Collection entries
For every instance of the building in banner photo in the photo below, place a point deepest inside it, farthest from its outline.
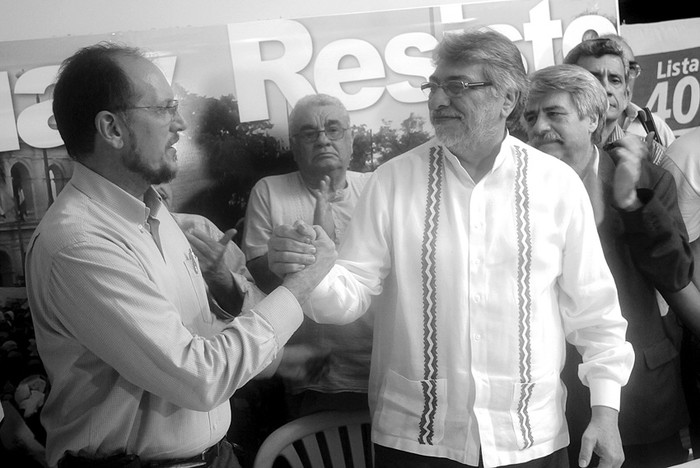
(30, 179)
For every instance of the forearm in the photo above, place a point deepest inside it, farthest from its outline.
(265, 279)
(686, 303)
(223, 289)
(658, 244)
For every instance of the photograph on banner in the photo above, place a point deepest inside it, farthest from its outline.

---

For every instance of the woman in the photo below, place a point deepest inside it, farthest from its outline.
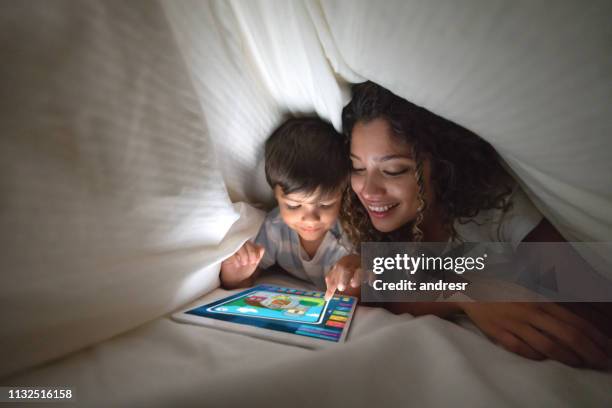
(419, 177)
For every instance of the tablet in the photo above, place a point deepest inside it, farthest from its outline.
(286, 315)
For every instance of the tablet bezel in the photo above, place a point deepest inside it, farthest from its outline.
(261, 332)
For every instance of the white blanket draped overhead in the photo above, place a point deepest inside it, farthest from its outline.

==

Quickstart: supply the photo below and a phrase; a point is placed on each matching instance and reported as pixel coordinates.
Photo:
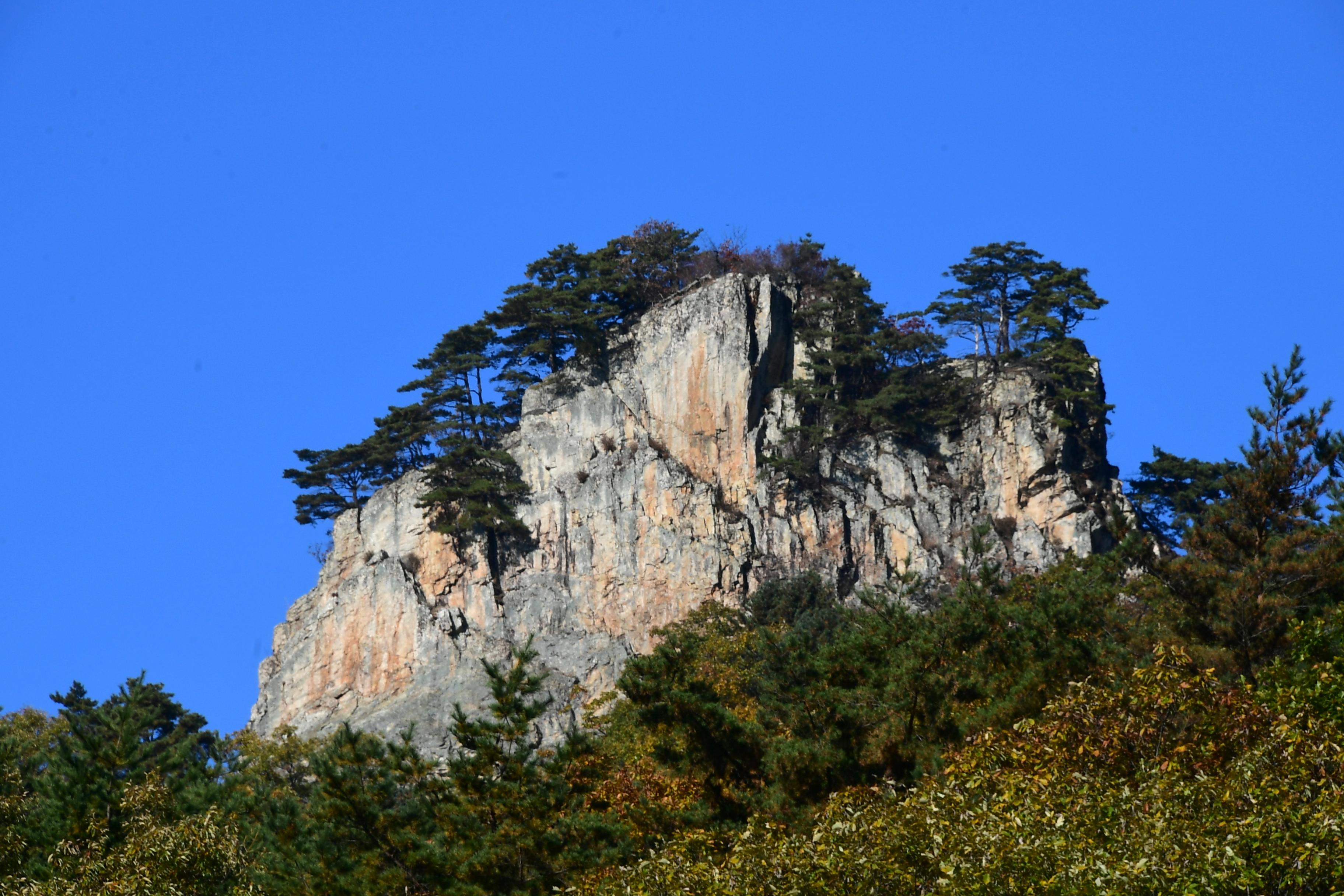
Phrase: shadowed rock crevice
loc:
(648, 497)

Given problem
State how many lines of the listing above contain the word "below", treating uppercase and lowercase as different. Give only the number.

Completed exercise
3